══ Records shown ══
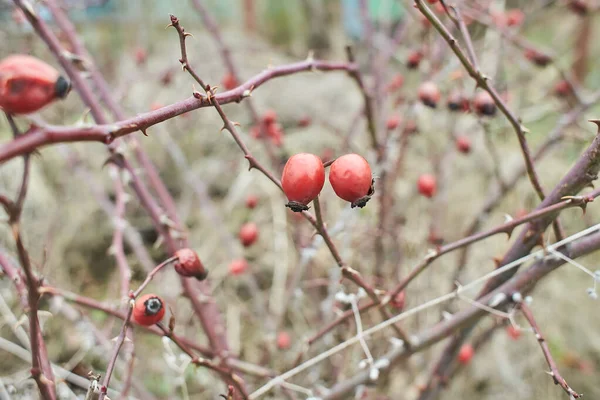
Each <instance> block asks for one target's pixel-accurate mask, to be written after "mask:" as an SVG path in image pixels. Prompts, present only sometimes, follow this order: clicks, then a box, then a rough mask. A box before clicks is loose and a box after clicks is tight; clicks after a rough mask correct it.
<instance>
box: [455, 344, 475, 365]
mask: <svg viewBox="0 0 600 400" xmlns="http://www.w3.org/2000/svg"><path fill="white" fill-rule="evenodd" d="M474 354H475V350H474V349H473V346H471V345H470V344H465V345H463V346H462V347H461V348H460V350H459V352H458V362H459V363H461V364H462V365H467V364H469V362H471V359H472V358H473V355H474Z"/></svg>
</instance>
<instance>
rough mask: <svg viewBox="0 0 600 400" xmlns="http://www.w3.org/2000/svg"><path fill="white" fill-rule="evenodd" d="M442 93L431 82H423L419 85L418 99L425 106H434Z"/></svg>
mask: <svg viewBox="0 0 600 400" xmlns="http://www.w3.org/2000/svg"><path fill="white" fill-rule="evenodd" d="M441 96H442V94H441V93H440V90H439V89H438V87H437V85H436V84H435V83H433V82H429V81H428V82H423V83H422V84H421V86H419V100H421V102H422V103H423V104H425V105H426V106H427V107H431V108H435V107H437V103H438V102H439V101H440V97H441Z"/></svg>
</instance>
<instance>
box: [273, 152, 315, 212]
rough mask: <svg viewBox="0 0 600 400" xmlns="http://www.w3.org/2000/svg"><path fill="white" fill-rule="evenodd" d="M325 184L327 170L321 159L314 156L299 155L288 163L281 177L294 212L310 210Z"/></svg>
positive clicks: (302, 154) (286, 195)
mask: <svg viewBox="0 0 600 400" xmlns="http://www.w3.org/2000/svg"><path fill="white" fill-rule="evenodd" d="M324 184H325V168H324V167H323V162H322V161H321V159H320V158H319V157H317V156H315V155H314V154H309V153H299V154H296V155H294V156H292V157H290V159H289V160H288V161H287V162H286V164H285V167H284V168H283V174H282V175H281V186H282V187H283V192H284V193H285V195H286V196H287V198H288V200H289V202H288V204H286V206H287V207H289V208H290V209H291V210H292V211H296V212H300V211H303V210H308V203H310V202H311V201H313V200H314V199H315V198H316V197H317V196H318V195H319V193H321V190H322V189H323V185H324Z"/></svg>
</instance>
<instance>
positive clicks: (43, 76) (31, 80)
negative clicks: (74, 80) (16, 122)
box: [0, 54, 71, 114]
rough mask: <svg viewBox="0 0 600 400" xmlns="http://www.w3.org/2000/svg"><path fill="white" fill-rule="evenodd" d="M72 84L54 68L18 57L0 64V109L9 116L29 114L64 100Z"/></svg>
═══
What this task involves. Copy each line above that contains the word "rough".

Solved exercise.
Each <instance> block asks for one target's pixel-accurate mask, to be written after "mask:" as an SVG path in image pixels. Prompts, present only sometimes, follow this order: clicks, then a box, then a rough mask. A box before clicks is loose and a box after clicks is tight; clicks after a rough mask correct it.
rough mask: <svg viewBox="0 0 600 400" xmlns="http://www.w3.org/2000/svg"><path fill="white" fill-rule="evenodd" d="M442 93L431 82H423L419 85L418 99L425 106H434Z"/></svg>
rough mask: <svg viewBox="0 0 600 400" xmlns="http://www.w3.org/2000/svg"><path fill="white" fill-rule="evenodd" d="M325 184L327 170L321 159L314 156L299 155L288 163L281 177L294 212L310 210Z"/></svg>
rough mask: <svg viewBox="0 0 600 400" xmlns="http://www.w3.org/2000/svg"><path fill="white" fill-rule="evenodd" d="M72 84L54 68L18 57L0 64V109L9 116L29 114L64 100Z"/></svg>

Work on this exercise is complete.